-- START QUOTED PASSAGE --
Certainly in the absence of any wheeled traffic no surface of the kind
as was necessary in Europe and Asia was to be met with here. Provided
that the road stretched in an uninterrupted length along the peaks,
valleys, and chasms of the rugged mountain country, no question of close
and intricate pavement was concerned, since for the troops of
pack-llamas anything of the kind was quite superfluous. Thus, as
imposing structures, these highways impress the modern traveller but
little. Nevertheless, they served their purpose efficiently, and
extended themselves in triumph over one of the most difficult
road-making countries in the world.

This road network of the Incas spread itself little by little from the
central portion of the Empire to the far north and south; for during the
comparatively short imperial status of the race their rule had extended
itself steadily. They were in many respects a people possessed of the
true colonizing instincts. Their able and liberal Government was of a
kind which could not fail to be appreciated by the tribes which they had
conquered. Indeed, the various sections of these subjugated Indians
appear to have become an integral part of the Inca Empire in a
remarkably short time.

In their conquest the rulers appear to have strained every point to
effect this end. Thus they were not averse from time to time to receive
into their temples new and strange gods which their freshly made
subjects had been in the habit of worshipping. These were received
among the deities of older standing, and were wont to be acknowledged,
and so, after a short while, were considered as foreign no longer.
-- END QUOTED PASSAGE --
-- START DATA LISTING --
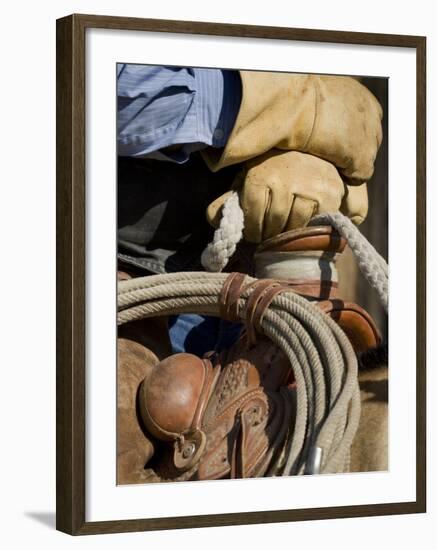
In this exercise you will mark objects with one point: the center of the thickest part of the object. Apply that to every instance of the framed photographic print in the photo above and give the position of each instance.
(241, 274)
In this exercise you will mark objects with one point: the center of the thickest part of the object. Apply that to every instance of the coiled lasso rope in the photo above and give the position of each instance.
(372, 265)
(323, 361)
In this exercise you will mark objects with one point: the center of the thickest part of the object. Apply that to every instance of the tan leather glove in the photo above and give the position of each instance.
(279, 191)
(333, 117)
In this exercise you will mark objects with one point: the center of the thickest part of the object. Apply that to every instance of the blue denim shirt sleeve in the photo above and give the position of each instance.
(161, 106)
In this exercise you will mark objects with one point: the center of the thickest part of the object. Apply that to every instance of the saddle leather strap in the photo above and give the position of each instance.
(229, 296)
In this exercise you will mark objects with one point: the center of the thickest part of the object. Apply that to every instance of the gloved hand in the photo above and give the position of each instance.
(279, 191)
(332, 117)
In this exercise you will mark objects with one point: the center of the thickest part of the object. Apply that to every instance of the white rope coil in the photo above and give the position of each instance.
(230, 232)
(372, 265)
(226, 237)
(322, 358)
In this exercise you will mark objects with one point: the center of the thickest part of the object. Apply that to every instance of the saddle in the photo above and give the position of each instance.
(220, 416)
(232, 415)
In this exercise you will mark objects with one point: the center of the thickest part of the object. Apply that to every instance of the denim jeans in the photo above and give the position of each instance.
(198, 334)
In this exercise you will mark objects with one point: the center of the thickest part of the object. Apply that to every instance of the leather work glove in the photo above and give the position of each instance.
(335, 118)
(280, 191)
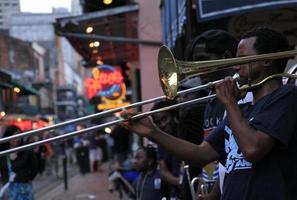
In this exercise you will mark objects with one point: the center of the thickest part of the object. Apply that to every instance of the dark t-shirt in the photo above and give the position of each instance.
(275, 175)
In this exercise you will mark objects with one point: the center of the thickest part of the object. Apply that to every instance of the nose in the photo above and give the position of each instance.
(236, 67)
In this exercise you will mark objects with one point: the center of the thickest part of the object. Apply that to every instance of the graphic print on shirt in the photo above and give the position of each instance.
(235, 159)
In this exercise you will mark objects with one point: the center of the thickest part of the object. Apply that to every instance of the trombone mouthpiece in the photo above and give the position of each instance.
(236, 77)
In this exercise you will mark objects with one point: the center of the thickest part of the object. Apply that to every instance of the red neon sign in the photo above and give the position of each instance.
(101, 79)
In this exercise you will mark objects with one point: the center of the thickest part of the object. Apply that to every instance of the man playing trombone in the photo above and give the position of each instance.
(256, 144)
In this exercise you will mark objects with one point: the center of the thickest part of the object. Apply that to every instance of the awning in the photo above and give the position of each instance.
(214, 9)
(25, 89)
(112, 28)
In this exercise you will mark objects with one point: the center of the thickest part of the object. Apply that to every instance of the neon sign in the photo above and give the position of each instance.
(107, 82)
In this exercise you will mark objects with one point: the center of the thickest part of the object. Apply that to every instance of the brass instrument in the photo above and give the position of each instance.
(171, 71)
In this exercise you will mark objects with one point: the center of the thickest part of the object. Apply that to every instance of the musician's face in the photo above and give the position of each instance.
(253, 70)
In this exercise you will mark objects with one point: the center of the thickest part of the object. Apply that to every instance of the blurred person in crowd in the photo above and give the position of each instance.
(81, 146)
(190, 128)
(95, 153)
(102, 144)
(57, 157)
(17, 169)
(168, 163)
(121, 137)
(148, 185)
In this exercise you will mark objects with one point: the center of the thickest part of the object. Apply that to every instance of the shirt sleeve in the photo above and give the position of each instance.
(217, 141)
(278, 118)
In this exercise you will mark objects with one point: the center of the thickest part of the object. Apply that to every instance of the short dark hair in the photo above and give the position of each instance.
(270, 41)
(217, 41)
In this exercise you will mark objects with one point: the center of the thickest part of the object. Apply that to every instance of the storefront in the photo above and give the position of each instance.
(182, 20)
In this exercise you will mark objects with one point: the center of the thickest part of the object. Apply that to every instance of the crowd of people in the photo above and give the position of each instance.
(241, 144)
(87, 152)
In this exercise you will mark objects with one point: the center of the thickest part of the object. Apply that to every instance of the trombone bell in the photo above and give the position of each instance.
(171, 69)
(168, 72)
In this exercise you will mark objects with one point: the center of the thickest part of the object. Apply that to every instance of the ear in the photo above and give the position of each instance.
(267, 63)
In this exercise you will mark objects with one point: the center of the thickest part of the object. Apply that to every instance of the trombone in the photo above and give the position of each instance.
(171, 71)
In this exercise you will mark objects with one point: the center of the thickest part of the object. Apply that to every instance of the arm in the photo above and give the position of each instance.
(166, 175)
(253, 143)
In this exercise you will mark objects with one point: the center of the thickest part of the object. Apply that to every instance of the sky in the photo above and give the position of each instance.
(43, 6)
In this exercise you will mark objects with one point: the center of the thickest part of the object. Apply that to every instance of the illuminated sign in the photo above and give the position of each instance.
(107, 82)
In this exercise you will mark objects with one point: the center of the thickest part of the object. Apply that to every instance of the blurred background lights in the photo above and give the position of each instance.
(107, 130)
(89, 29)
(107, 2)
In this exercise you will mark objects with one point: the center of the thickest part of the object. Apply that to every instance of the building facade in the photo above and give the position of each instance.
(7, 9)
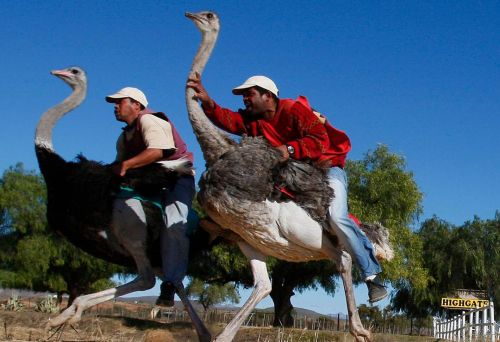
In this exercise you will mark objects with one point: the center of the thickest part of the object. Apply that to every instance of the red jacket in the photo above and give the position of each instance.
(294, 124)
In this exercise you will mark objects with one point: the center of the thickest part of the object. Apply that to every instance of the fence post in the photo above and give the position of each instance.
(492, 323)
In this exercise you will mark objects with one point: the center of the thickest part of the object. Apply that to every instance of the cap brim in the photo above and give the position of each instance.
(241, 89)
(113, 98)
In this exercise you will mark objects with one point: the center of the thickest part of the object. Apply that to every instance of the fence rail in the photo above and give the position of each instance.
(337, 323)
(474, 325)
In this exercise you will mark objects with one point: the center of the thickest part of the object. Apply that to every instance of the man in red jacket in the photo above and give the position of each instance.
(297, 132)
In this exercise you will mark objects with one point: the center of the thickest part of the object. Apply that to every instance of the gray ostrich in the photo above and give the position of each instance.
(237, 193)
(80, 207)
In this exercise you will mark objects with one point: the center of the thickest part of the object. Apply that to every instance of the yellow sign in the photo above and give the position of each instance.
(461, 303)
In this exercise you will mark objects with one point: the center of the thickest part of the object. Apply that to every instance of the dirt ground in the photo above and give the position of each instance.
(29, 325)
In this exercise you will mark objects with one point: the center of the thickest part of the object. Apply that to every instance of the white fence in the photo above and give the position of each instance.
(474, 325)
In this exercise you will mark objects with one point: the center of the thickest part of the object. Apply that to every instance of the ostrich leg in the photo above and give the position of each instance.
(144, 281)
(262, 288)
(355, 326)
(203, 333)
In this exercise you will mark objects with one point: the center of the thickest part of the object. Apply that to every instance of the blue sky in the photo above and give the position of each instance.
(422, 77)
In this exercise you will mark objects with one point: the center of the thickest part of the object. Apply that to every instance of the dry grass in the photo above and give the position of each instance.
(28, 325)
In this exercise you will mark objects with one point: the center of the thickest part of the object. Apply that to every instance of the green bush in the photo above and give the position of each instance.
(47, 305)
(13, 304)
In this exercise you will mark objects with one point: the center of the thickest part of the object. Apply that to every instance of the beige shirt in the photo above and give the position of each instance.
(156, 132)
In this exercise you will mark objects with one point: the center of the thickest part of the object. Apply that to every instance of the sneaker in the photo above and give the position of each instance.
(167, 293)
(376, 291)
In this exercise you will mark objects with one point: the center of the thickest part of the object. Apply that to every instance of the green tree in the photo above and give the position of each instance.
(464, 257)
(209, 295)
(32, 257)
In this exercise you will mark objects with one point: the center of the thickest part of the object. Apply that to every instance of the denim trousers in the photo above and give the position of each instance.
(174, 241)
(350, 235)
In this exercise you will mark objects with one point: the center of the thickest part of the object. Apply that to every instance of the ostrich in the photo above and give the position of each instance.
(236, 191)
(80, 207)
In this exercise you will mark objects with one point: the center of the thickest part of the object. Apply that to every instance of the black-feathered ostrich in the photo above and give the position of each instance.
(80, 207)
(237, 190)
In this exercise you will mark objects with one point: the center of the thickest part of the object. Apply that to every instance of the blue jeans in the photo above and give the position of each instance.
(174, 240)
(350, 235)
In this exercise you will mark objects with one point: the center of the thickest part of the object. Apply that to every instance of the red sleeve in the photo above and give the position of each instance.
(226, 119)
(314, 141)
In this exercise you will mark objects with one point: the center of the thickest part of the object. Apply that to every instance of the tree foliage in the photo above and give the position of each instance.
(31, 256)
(463, 257)
(382, 190)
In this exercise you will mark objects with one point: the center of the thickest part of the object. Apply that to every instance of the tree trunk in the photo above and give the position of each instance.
(281, 293)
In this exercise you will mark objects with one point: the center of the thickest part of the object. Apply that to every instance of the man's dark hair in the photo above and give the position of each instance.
(262, 91)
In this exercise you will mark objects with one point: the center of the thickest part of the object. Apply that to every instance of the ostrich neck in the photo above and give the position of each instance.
(43, 134)
(212, 141)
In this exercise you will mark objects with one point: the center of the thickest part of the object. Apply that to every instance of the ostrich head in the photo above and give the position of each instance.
(75, 77)
(205, 21)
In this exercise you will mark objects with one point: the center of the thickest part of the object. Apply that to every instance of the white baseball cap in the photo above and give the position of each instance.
(257, 81)
(131, 92)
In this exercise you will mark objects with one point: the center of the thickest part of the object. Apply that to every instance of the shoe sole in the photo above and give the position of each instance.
(374, 300)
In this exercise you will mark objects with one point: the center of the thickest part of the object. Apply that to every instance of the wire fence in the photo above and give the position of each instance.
(473, 325)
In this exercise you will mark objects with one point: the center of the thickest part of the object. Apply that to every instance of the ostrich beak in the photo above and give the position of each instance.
(192, 16)
(61, 73)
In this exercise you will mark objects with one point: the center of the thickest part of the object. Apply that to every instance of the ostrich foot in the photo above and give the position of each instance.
(70, 315)
(362, 335)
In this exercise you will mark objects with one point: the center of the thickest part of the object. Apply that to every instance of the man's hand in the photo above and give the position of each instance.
(284, 153)
(320, 117)
(194, 81)
(119, 169)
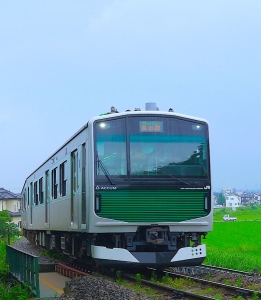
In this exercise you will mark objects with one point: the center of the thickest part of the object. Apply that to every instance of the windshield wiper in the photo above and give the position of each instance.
(170, 175)
(104, 169)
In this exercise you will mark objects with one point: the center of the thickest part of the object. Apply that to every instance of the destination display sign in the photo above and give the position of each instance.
(151, 126)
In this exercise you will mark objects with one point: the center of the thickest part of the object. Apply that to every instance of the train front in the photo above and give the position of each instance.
(152, 189)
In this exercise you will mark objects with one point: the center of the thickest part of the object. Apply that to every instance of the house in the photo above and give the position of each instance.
(247, 199)
(233, 201)
(12, 203)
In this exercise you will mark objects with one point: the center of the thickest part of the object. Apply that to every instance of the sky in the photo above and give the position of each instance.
(63, 62)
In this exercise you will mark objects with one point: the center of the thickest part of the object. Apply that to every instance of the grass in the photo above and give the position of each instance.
(8, 289)
(235, 245)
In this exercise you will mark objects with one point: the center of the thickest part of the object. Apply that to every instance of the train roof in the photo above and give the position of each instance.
(150, 108)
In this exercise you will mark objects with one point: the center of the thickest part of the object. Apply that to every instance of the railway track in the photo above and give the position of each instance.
(173, 284)
(228, 290)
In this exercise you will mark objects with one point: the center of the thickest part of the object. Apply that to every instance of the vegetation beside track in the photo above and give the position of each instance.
(235, 245)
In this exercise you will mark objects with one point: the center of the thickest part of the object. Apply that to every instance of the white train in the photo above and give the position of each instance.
(128, 189)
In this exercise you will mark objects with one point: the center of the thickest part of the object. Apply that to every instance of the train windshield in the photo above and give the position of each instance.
(152, 147)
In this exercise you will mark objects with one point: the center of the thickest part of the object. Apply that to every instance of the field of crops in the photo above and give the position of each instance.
(235, 245)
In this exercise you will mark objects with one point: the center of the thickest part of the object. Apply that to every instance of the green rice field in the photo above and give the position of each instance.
(235, 245)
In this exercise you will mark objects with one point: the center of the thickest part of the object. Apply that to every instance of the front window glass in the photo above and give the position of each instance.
(167, 147)
(111, 148)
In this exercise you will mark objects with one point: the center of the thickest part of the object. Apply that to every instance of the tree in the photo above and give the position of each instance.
(221, 199)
-- END DATA LISTING --
* **WHAT YOU NEED TO DO**
A) Decide whether each statement agrees with the passage on Inca roads, answering yes or no and quoting the words that settle it: (i) The roads were made for wheeled traffic. (ii) The road network spread from the middle of the Empire out to the far north and south. (iii) The Incas refused to let the gods of conquered peoples into their temples.
B) From the passage on Inca roads, write out word for word the part that starts at "Certainly in the" and runs up to and including "in the world.".

* **ANSWERS TO THE EXERCISE**
A)
(i) No: "in the absence of any wheeled traffic"
(ii) Yes: "This road network of the Incas spread itself little by little from the central portion of the Empire to the far north and south"
(iii) No: "they were not averse from time to time to receive into their temples new and strange gods which their freshly made subjects had been in the habit of worshipping"

B)
Certainly in the absence of any wheeled traffic no surface of the kind
as was necessary in Europe and Asia was to be met with here. Provided
that the road stretched in an uninterrupted length along the peaks,
valleys, and chasms of the rugged mountain country, no question of close
and intricate pavement was concerned, since for the troops of
pack-llamas anything of the kind was quite superfluous. Thus, as
imposing structures, these highways impress the modern traveller but
little. Nevertheless, they served their purpose efficiently, and
extended themselves in triumph over one of the most difficult
road-making countries in the world.